■ The task ■
Provide the data again in its entirety, exactly as given.

■ Data to examine ■
-=-=-
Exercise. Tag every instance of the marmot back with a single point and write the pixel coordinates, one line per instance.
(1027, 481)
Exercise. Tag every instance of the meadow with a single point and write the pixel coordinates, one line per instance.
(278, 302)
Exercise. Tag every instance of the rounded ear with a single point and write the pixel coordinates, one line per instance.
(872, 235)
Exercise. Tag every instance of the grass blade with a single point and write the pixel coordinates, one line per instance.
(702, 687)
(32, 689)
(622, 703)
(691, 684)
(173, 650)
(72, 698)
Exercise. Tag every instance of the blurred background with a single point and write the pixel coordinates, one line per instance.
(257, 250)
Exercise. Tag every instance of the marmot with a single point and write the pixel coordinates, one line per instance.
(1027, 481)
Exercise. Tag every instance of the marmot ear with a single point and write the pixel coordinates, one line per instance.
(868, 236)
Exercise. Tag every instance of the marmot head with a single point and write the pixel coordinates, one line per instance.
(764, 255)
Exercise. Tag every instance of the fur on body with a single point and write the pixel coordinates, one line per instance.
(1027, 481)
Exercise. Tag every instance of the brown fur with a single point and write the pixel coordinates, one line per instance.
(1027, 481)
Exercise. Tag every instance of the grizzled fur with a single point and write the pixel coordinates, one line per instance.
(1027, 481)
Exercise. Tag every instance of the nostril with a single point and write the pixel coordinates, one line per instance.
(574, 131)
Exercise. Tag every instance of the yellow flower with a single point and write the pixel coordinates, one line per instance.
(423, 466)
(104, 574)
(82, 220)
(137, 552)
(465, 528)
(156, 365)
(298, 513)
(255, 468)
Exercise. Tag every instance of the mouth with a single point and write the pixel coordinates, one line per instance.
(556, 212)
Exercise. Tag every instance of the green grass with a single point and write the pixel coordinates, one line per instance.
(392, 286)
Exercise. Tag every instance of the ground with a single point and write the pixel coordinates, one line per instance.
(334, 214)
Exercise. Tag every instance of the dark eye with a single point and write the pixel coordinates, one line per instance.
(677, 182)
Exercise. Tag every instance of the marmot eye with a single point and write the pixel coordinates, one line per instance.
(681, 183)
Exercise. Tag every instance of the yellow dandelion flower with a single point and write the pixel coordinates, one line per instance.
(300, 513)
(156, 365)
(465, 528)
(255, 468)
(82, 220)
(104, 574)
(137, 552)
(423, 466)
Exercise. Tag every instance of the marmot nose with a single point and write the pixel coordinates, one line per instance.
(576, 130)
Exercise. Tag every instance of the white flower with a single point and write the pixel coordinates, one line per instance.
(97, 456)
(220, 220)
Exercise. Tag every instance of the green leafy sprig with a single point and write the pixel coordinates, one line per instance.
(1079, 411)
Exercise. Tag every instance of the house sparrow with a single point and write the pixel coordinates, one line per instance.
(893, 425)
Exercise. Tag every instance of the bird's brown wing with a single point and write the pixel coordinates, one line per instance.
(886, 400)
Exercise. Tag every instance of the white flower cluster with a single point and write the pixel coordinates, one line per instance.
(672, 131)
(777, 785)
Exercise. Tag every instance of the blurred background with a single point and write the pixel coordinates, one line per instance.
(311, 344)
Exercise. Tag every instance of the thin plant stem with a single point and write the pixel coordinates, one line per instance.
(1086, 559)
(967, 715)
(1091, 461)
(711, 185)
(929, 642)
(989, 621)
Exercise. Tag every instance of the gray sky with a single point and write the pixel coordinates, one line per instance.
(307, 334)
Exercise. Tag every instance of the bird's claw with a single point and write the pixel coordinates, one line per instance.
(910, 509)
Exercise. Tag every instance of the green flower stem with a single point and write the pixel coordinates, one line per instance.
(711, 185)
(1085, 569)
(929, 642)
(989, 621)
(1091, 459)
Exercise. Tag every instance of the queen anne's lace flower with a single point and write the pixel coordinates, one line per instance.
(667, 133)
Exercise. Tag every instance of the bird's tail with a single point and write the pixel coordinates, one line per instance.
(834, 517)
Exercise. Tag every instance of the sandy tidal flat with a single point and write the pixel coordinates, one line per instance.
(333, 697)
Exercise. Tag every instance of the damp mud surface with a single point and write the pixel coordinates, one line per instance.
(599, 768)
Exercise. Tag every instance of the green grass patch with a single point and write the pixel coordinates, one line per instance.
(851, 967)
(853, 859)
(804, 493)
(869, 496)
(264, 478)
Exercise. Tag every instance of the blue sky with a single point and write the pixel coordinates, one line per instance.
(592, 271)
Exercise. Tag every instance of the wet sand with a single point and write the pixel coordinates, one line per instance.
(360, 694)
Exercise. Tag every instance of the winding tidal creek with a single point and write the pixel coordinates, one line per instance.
-=-=-
■ Reply ■
Exercise. Tag every instance of the marmot back with a single point and write the pixel coordinates, one line per instance.
(1027, 481)
Exercise. Tag every instance of the meadow with a single point and write the pixel coordinates, one line per instance.
(278, 302)
Exercise. Tag every instance of the rounded ear with a single point and write the pixel coordinates, one line per instance.
(872, 235)
Exercise. Tag every instance of the grass blade with a single point and write the pixel coordinates, one line per instance.
(702, 687)
(32, 689)
(622, 703)
(691, 684)
(173, 650)
(72, 698)
Exercise. Tag every instance of the blurred background with a single point and write the pixel coordinates, one line per instance.
(257, 250)
Exercise. Tag every instance of the marmot with a single point and write the pixel coordinates, one line per instance.
(1027, 481)
Exercise. Tag every instance of the marmot ear with a single point and write the pixel coordinates, one line per instance.
(868, 236)
Exercise. Tag every instance of the marmot head with a single point and write the pixel coordinates, one line per instance.
(764, 255)
Exercise. Tag every instance of the fur on body with a single point and write the pixel coordinates, one line per instance.
(1027, 481)
Exercise. Tag every instance of the brown fur with a single point and write the pixel coordinates, one line per instance.
(1027, 481)
Exercise. Tag every instance of the grizzled fur with a single point and write the pixel coordinates, one line per instance.
(1027, 481)
Exercise. Tag every instance of the nostril with a single point and write the pixel coordinates, one line per instance.
(574, 131)
Exercise. Tag every instance of the yellow flower with a single point and write the pixel coordinates, one line per instance.
(423, 466)
(104, 574)
(82, 220)
(137, 552)
(465, 528)
(156, 365)
(298, 513)
(255, 468)
Exercise. Tag every instance of the mouth with a single point and write the pixel coordinates, one line per instance.
(556, 212)
Exercise. Tag every instance of the green grass with a single point and write the pixel coordinates, one line per instance.
(392, 286)
Exercise. Tag every instance of the ground with a single point and write the pixel coordinates, one line per instance.
(334, 214)
Exercise. Tag every instance of the dark eye with a single point and write the pixel coordinates, one line per instance.
(677, 182)
Exercise. Tag every instance of the marmot eye with a single point and write the pixel coordinates, one line per instance.
(681, 183)
Exercise. Tag every instance of the yellow dandelion flower with a single point and write the pixel coordinates, one line per instance.
(300, 513)
(156, 365)
(465, 528)
(255, 468)
(82, 220)
(104, 574)
(137, 552)
(423, 466)
Exercise. Tag every instance of the marmot nose with a single point and write the pixel coordinates, one line per instance.
(576, 130)
Exercise. Tag every instance of the white flower with a single point and write the pixel coordinates, one line per instance.
(97, 456)
(220, 220)
Exercise. Tag every instance of the green leafy sprig with a single point and write the pixel coordinates, one line per instance.
(1079, 411)
Exercise. Tag every instance of the house sparrow with a single point and write the pixel coordinates, one line per instance.
(893, 425)
Exercise. Tag every instance of the bird's brown wing with a single point and write the pixel coordinates, one line per instance.
(886, 400)
Exercise. Tag every instance of the white flower cluster with a single point and write the pixel coordinates, one line per instance.
(672, 131)
(777, 785)
Exercise. Tag every instance of the blurred background with a single point and write the pixel coordinates, one line per instance.
(311, 344)
Exercise. Tag every instance of the thin plant stem with a single point and write the pixel coordinates, one line per instance.
(1086, 559)
(967, 715)
(1091, 461)
(711, 185)
(929, 642)
(989, 621)
Exercise. Tag every instance of the gray sky with a single point and write the pixel coordinates, one line per instance.
(307, 334)
Exercise. Tag every instance of the bird's claw with a single point and write the pixel coordinates, one line per instance.
(910, 509)
Exercise. Tag every instance of the green flower stem with a single point and write the pixel coordinates, one line per instance.
(711, 185)
(1085, 569)
(929, 642)
(989, 621)
(1091, 459)
Exercise. Tag every instance of the queen anne's lace flower with a single point and write the pixel coordinates, one line per instance.
(667, 133)
Exercise. Tag every instance of the bird's tail with a single point and write the pixel coordinates, one line per instance.
(834, 517)
Exercise. Tag every instance of the sandy tidal flat with a single point and write the pixel coordinates, one line per instance.
(333, 697)
Exercise. Tag every instance of the damp mud surface with a single point and write the pixel coordinates, one line per instance.
(599, 768)
Exercise. Tag every instance of the green grass patch with a single point and write the pixel coordinates, one line per instance.
(851, 967)
(853, 859)
(804, 493)
(869, 496)
(264, 478)
Exercise. Tag every instance of the blue sky with a single point and write the pixel coordinates, one line per instance.
(592, 271)
Exercise. Tag every instance of the wet sand with a single point and write the pixel coordinates, one line per instance.
(360, 694)
Exercise. Tag every instance of the winding tidal creek with a single point and write the pixel coordinates, one line per instance.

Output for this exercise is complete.